### Extrait de page
Ce blog rassemble pour l'essentiel mes textes parus dans la presse suisse romande, notamment dans l'Impartial/l'Express, Gauchebdo, le Courrier, Domaine public et le Temps.

31 janvier 2012

Langue de bois à La Chaux-de-Fonds


En haut, sur le plan 1, nous sommes plongés dans le chaos. Bientôt, tout sera ordre, calme et limpidité, comme on le voit sur le plan 2. Tel est le message subliminal qu'essaient de faire passer les autorités chaux-de-fonnières au sujet du projet de réaménagement de la Place de Gare. Pourtant, un examen même rapide du plan 2 permet de constater que le soi-disant "espace piéton" est partagé avec des bus, alors que l'autoproclamé "espace détente" est traversé par des voitures. On sait que les autorités chaux-de-fonnières sont échaudées par le rejet de plusieurs projets d'urbanisme en votation. Apparemment, elles en ont définitivement tiré la conclusion que le peuple est idiot. (source: http://www.placedelagare.ch/circulations.php)

### Objectif de l'exercice
Répondez aux questions suivantes à partir de l'extrait de page ci-dessus.
1. Quels titres de presse sont cités comme lieux de parution des textes rassemblés sur ce blog ?
2. À quelle date le billet « Langue de bois à La Chaux-de-Fonds » est-il daté ?
3. Sur le plan 2, avec quoi le « espace piéton » est-il partagé ?

### Données fournies

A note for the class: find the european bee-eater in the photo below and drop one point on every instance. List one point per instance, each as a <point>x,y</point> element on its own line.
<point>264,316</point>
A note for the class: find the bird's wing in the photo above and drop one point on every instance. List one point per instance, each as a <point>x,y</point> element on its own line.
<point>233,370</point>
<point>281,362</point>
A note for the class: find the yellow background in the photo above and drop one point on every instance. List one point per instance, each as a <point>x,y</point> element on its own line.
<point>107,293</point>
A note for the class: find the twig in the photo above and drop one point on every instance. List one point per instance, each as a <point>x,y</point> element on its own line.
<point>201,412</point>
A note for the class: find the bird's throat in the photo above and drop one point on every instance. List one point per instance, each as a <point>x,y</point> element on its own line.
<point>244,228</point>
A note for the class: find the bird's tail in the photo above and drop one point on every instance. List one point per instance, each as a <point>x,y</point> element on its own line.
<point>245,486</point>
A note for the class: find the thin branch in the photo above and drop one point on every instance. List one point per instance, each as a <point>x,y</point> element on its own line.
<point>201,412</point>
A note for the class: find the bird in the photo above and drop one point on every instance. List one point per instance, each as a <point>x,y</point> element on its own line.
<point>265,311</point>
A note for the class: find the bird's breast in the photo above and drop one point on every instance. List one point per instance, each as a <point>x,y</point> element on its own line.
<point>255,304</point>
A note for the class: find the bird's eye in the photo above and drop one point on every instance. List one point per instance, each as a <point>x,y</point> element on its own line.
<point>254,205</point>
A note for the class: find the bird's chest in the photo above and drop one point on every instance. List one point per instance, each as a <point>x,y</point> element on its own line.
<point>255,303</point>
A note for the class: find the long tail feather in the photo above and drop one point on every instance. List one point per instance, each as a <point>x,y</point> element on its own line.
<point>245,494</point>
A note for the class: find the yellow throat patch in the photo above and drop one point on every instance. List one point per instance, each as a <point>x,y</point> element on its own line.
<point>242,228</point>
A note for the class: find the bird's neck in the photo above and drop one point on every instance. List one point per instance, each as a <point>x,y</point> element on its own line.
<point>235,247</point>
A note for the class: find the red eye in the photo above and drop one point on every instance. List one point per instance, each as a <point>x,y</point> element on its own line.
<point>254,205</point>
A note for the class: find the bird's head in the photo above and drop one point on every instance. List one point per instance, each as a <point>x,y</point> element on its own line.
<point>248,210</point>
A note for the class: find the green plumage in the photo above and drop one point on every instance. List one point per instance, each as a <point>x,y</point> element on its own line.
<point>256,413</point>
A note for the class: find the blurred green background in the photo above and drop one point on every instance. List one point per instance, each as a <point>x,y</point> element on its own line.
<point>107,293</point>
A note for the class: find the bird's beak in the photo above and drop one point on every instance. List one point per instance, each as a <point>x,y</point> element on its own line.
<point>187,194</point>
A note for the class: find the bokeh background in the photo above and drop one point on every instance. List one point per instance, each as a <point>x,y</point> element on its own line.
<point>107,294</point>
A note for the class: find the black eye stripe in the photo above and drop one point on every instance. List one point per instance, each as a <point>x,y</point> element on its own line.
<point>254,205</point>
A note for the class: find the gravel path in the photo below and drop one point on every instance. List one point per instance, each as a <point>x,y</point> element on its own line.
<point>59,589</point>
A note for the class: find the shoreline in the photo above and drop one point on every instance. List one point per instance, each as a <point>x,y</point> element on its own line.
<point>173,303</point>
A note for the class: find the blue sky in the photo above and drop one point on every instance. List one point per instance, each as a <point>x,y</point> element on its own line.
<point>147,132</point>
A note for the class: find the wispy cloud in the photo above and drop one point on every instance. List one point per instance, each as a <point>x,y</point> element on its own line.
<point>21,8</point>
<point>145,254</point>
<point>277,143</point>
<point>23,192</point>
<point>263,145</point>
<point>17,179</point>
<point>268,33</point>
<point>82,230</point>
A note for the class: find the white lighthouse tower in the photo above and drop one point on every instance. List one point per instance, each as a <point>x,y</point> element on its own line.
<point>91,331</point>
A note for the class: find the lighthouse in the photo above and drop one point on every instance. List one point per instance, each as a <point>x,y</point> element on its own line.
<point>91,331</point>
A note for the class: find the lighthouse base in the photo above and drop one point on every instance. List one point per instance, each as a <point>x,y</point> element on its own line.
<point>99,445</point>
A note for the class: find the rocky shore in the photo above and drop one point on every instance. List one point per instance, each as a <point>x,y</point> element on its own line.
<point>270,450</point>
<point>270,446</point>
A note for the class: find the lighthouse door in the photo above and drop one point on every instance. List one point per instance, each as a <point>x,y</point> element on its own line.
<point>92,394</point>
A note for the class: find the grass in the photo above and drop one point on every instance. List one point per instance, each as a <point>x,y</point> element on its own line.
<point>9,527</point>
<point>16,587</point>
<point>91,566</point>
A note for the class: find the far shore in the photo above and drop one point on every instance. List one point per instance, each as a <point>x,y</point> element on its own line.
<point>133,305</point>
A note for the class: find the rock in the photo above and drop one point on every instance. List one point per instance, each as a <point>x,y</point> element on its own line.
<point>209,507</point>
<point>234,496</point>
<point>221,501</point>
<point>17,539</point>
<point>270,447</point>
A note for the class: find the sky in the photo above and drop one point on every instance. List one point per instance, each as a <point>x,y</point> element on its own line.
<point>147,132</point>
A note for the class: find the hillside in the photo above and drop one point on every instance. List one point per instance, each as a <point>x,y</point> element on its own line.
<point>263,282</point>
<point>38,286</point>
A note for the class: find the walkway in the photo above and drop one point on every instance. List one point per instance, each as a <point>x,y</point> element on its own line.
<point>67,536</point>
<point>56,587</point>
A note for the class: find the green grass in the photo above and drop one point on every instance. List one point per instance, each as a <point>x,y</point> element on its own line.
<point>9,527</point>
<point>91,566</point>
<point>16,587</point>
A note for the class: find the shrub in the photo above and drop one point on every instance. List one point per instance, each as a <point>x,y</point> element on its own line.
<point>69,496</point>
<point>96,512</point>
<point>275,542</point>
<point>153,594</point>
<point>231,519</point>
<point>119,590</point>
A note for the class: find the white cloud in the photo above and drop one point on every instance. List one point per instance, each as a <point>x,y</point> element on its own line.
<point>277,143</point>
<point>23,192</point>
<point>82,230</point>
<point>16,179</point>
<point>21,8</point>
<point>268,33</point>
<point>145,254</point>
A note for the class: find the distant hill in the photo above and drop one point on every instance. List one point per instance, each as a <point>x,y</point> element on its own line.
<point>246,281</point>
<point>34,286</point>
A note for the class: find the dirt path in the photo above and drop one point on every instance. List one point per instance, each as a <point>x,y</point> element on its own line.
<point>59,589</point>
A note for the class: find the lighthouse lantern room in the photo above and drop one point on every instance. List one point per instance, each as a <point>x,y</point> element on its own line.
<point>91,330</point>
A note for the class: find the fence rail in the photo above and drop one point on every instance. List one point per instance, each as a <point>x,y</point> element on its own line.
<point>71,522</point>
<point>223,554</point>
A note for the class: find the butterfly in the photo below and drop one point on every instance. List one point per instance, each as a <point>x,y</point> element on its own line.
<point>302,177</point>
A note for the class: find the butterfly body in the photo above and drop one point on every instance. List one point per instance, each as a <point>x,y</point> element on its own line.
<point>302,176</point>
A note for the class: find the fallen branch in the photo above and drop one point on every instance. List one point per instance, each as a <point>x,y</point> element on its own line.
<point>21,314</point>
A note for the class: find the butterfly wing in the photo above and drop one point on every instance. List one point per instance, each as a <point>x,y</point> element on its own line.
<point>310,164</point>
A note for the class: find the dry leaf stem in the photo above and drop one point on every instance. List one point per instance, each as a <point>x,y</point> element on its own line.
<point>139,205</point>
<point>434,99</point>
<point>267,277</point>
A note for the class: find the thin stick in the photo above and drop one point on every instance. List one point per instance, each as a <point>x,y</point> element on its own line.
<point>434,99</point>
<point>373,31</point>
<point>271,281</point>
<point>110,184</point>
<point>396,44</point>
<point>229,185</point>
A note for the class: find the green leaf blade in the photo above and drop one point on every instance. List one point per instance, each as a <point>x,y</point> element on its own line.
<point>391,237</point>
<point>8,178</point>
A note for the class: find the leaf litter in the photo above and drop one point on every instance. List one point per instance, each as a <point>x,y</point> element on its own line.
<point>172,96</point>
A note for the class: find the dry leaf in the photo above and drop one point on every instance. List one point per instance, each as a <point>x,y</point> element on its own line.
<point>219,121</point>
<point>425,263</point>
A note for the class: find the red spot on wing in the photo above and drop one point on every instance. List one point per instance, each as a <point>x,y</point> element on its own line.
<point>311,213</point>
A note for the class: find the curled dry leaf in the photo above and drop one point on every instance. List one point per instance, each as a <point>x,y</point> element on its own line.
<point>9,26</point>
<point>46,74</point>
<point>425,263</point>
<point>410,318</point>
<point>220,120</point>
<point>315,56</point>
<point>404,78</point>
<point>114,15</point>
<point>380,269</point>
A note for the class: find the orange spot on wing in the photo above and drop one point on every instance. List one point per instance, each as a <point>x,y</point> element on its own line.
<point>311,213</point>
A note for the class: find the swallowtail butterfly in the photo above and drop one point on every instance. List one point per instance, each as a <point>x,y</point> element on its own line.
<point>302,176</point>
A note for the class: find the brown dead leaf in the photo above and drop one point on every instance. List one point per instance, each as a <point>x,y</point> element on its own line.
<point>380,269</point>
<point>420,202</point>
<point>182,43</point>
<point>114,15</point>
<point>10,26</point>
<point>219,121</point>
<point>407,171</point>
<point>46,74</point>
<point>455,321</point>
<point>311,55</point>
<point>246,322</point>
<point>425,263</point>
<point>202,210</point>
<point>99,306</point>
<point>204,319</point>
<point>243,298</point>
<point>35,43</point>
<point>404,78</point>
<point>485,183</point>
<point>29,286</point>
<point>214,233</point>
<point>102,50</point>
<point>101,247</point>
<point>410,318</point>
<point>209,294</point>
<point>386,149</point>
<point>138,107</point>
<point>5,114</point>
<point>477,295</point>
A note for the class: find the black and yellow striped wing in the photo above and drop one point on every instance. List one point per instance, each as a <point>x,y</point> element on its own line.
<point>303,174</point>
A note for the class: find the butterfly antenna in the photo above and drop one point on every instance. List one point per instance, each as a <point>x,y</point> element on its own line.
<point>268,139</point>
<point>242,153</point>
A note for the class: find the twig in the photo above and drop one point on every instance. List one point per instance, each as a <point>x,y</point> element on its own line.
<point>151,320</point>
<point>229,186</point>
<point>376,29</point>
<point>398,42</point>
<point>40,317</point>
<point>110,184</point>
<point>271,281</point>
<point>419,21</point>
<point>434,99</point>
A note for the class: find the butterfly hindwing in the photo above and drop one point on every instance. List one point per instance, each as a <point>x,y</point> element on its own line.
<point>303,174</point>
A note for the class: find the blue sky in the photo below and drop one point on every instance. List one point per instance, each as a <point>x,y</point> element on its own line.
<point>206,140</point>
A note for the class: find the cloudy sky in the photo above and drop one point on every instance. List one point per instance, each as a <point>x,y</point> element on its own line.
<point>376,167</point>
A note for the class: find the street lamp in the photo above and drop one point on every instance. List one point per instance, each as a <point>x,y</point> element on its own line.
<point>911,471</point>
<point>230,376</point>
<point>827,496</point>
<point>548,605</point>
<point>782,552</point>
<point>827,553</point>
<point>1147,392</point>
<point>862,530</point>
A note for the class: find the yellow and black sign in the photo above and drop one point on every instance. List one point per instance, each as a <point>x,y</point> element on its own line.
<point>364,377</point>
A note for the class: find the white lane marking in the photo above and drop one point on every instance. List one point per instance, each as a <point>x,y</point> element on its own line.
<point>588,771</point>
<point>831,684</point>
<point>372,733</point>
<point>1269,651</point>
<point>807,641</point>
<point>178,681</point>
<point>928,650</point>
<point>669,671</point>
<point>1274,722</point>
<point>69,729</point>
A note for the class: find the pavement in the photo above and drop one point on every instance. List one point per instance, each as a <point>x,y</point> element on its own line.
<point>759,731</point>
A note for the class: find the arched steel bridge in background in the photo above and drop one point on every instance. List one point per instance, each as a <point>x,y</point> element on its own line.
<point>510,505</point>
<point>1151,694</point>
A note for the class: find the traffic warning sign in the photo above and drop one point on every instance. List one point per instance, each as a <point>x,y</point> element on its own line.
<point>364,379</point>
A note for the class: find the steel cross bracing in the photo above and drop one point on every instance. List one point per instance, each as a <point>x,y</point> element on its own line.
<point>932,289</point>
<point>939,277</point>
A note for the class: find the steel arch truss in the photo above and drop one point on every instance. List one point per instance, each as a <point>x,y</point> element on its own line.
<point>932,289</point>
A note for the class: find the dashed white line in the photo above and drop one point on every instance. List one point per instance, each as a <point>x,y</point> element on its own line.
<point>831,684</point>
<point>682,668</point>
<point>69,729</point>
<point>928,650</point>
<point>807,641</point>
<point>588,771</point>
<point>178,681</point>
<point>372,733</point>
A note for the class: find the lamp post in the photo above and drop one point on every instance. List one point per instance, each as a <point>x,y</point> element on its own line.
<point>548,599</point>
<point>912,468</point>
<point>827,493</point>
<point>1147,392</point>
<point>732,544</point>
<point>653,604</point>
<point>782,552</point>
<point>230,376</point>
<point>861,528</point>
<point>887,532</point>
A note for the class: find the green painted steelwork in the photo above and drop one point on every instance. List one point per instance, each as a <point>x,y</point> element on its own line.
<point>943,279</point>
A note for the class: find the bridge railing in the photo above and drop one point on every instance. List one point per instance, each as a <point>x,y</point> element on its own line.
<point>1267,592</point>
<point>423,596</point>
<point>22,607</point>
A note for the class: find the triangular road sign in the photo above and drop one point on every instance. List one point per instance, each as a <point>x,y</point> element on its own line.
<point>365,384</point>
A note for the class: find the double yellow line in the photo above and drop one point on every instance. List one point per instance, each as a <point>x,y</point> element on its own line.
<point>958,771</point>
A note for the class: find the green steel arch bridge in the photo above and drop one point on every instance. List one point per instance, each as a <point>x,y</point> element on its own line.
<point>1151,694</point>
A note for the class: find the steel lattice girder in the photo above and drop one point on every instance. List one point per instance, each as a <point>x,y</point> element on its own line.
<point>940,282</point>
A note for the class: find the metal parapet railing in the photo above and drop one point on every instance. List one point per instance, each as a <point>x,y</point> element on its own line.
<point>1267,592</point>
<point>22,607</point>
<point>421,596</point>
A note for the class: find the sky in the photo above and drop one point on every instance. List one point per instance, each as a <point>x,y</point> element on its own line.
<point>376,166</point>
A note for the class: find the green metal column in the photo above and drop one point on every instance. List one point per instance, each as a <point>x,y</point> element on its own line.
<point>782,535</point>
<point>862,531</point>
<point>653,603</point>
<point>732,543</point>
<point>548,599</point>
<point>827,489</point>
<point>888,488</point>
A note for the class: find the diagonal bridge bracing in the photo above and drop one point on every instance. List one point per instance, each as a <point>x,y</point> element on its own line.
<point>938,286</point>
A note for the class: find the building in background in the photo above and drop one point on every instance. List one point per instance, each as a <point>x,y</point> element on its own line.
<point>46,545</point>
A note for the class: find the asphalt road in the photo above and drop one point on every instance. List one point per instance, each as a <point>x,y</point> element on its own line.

### Réponse attendue
1. L'Impartial/l'Express, Gauchebdo, le Courrier, Domaine public et le Temps.
2. Le 31 janvier 2012.
3. Avec des bus.